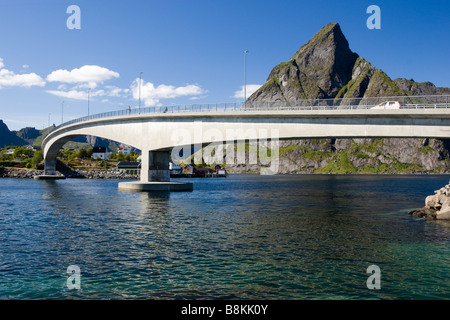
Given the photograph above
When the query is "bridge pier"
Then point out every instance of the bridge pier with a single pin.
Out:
(49, 170)
(155, 175)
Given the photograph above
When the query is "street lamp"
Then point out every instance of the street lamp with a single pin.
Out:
(245, 78)
(140, 82)
(89, 93)
(62, 112)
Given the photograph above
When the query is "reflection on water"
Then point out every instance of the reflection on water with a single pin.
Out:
(243, 237)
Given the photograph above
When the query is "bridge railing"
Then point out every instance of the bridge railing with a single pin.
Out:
(407, 102)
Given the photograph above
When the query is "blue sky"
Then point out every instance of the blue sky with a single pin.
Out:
(192, 51)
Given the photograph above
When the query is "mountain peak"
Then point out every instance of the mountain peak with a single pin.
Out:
(325, 68)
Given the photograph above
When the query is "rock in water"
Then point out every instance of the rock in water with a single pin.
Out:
(437, 206)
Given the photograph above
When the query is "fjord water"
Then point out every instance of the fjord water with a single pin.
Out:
(240, 237)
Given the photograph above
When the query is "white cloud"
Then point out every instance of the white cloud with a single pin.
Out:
(88, 76)
(10, 79)
(76, 94)
(151, 95)
(250, 88)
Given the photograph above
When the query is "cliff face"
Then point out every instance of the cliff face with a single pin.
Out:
(325, 67)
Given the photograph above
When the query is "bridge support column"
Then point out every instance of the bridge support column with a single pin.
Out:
(49, 170)
(155, 175)
(155, 166)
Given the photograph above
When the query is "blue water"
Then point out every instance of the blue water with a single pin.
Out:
(240, 237)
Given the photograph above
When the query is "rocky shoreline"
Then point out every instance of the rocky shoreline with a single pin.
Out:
(30, 173)
(437, 206)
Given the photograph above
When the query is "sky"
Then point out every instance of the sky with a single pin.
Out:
(58, 64)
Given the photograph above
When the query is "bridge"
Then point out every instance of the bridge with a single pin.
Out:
(158, 131)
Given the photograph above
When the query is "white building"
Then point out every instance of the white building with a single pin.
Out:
(100, 153)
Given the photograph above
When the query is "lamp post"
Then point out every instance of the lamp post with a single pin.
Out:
(89, 93)
(245, 78)
(140, 82)
(62, 112)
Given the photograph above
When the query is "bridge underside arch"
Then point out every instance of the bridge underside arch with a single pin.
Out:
(156, 135)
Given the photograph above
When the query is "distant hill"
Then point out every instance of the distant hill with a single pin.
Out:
(34, 137)
(8, 138)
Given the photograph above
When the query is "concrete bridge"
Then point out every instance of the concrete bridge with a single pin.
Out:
(158, 131)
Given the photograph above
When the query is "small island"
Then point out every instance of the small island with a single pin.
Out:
(437, 206)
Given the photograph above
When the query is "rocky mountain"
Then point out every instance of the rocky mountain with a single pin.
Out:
(8, 138)
(326, 68)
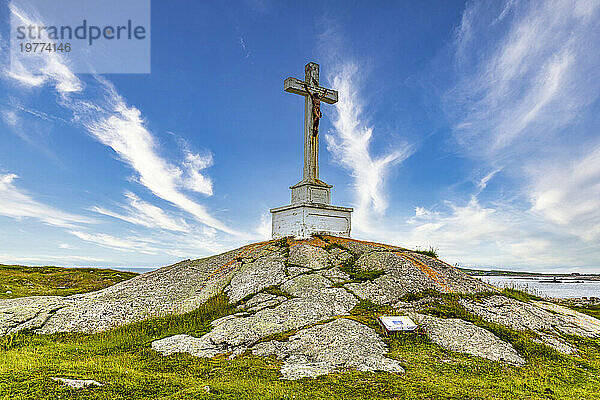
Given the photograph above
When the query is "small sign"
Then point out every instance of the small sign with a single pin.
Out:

────────

Aim:
Extract each of the lines above that contains the string "peak", treating uppercase and lowercase as different.

Exercise result:
When the query is "mountain peak"
Then point out every instance of the mountain peak with a single pin.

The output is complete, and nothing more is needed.